:: Document section ::
>>

Last week I wrote about how food has become more than just something we have to eat to live. Cookbooks have developed from simple how-to manuals into rollicking tales of adventure the author had, usually in some far off land, while hunting for the perfect peach, wine or bottle of olive oil.
Ah, to find the perfect _____!!!!
You fill in the blank.
Lately religion has become a big topic, too.
I don't know if it's because of the Age of Aquarius or if people are just fed up with the scientific approach to life. There isn't better living through chemistry. The answer isn't in a pill.
If anything was learned from watching The Sopranos, Psychiatrists don't have all the answers, either. Hell, sometimes they're even crazier than the patient. We're a little more complex than Freud had dreampt we are.

<<

:: Your tasks ::
(1) List the things the blog post says cookbook authors hunt for in far off lands.
(2) In the blog post, what had cookbooks been before they developed into tales of adventure?
(3) Continue the blog post about food and religion from the point where it stops.
These records come from a source unrelated to the blog post.

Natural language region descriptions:
>>

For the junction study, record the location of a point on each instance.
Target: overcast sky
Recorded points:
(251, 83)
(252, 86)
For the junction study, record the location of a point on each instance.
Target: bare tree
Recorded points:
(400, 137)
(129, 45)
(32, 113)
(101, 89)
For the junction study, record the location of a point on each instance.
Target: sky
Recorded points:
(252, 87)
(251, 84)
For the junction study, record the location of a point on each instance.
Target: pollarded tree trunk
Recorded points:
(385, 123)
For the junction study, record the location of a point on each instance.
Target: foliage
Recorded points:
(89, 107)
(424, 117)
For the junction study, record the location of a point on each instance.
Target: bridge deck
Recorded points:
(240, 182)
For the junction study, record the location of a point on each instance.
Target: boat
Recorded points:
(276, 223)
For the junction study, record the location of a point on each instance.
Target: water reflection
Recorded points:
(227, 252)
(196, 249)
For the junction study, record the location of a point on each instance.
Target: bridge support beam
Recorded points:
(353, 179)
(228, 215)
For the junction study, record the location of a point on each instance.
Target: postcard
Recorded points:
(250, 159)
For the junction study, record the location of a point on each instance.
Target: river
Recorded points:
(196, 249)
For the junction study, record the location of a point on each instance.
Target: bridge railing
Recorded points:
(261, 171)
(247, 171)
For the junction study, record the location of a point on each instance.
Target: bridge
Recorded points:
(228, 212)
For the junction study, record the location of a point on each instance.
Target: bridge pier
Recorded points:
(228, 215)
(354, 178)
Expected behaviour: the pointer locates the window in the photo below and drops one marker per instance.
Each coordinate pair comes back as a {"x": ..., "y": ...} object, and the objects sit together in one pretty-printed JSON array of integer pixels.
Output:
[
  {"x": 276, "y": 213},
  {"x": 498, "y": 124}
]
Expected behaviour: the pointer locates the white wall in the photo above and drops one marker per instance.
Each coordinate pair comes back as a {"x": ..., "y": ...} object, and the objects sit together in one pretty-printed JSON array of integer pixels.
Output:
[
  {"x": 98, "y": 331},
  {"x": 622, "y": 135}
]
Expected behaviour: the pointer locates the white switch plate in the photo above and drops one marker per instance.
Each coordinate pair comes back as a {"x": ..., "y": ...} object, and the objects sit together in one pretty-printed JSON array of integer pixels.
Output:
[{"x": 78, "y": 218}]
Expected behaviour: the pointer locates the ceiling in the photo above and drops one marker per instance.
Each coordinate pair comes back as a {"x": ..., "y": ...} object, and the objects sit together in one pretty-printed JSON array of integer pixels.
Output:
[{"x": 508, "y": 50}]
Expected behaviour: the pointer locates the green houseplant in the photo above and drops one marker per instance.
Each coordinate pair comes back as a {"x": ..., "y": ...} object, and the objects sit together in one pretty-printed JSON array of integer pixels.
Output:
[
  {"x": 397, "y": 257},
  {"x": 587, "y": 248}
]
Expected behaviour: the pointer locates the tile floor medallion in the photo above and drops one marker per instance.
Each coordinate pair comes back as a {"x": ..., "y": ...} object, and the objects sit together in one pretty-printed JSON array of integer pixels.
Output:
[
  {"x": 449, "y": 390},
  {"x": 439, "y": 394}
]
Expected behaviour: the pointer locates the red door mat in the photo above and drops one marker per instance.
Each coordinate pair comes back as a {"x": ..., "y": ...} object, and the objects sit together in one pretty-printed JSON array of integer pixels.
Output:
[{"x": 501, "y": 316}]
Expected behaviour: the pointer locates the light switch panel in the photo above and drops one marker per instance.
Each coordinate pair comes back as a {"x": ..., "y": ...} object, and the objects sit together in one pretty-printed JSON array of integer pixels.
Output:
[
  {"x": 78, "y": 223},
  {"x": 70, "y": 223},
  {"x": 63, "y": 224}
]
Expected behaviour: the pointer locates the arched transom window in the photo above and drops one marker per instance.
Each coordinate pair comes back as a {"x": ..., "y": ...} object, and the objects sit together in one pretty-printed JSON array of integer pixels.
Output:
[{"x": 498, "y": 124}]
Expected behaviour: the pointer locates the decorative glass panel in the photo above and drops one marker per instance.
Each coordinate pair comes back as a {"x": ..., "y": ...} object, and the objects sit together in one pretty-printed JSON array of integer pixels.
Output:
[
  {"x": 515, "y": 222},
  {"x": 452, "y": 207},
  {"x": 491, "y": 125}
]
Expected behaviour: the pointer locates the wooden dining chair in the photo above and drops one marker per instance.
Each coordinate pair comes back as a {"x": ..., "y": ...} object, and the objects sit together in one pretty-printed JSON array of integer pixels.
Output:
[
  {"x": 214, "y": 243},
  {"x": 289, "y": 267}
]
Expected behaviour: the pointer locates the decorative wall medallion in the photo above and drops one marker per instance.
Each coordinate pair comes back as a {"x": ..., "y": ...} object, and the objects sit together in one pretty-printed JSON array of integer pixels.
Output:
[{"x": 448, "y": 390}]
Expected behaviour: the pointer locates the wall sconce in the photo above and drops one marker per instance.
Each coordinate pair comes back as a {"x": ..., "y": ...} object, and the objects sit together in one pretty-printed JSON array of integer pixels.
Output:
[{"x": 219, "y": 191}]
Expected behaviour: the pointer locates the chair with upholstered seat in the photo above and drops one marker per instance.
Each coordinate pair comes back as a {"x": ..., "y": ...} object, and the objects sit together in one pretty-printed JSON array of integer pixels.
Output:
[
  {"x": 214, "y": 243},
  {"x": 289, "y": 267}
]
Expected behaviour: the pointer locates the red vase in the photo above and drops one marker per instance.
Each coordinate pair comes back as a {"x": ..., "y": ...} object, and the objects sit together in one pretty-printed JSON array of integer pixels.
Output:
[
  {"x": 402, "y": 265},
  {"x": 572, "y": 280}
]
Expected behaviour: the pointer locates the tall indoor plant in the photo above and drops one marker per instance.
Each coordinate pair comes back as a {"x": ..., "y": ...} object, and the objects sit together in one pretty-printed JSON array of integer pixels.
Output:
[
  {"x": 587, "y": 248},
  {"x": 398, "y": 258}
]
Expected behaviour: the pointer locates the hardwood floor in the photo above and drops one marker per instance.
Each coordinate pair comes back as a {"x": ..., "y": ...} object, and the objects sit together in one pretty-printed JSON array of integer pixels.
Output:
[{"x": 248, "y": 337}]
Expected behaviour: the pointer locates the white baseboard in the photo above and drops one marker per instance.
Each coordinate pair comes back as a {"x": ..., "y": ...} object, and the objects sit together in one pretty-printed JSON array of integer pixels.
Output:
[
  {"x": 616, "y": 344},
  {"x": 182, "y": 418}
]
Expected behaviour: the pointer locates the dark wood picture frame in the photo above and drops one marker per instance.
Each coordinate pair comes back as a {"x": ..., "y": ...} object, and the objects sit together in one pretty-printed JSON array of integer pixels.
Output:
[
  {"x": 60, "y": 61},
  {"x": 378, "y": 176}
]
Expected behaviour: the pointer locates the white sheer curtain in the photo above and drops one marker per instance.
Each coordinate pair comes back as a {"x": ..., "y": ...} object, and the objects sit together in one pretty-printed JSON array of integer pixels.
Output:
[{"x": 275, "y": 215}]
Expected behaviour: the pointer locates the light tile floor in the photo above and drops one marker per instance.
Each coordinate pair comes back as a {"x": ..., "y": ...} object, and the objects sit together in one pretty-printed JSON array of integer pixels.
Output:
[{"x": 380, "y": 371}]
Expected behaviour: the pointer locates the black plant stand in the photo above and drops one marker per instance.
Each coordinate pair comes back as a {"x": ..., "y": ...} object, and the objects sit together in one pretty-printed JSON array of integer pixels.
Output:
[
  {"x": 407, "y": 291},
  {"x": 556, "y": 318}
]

<<

:: Results of the exercise ::
(1) A perfect peach, wine, or bottle of olive oil.

(2) Simple how-to manuals.

(3)
Religion, in one form or another, has been with us an awfully long time. Most religions, at heart, have the same basic ideas: there is a God in charge of everything, we have to be grateful and remember Him or Her with a few annual festivals, and we should be nice to each other.
No problem with those ideas.
The problem is that God isn't the only one in the house of worship with us.
Other people are there.
Some are in charge.
And some people, shall we say, are a little odd.
I just finished reading Philippa Gregory's latest historical novel The Red Queen. It's about Margaret Beaufort, the grandmother of Henry VIII of England. Feminists would've loved the way she masterminded one of the greatest rebellions of all time, just so her sonny boy, Henry VII, could get the job of King of England.
The thing is, she really thought she was on a holy quest; that God was personally speaking to her and telling her to lead an army just like her hero, Joan of Arc. According to the book jacket, Margaret was "a proud and determined woman who believes that she alone is destined, by her piety and lineage, to shape the course of history."
I guess the problem of religion being used by a power hungry politician has been with us an awfully long time, too.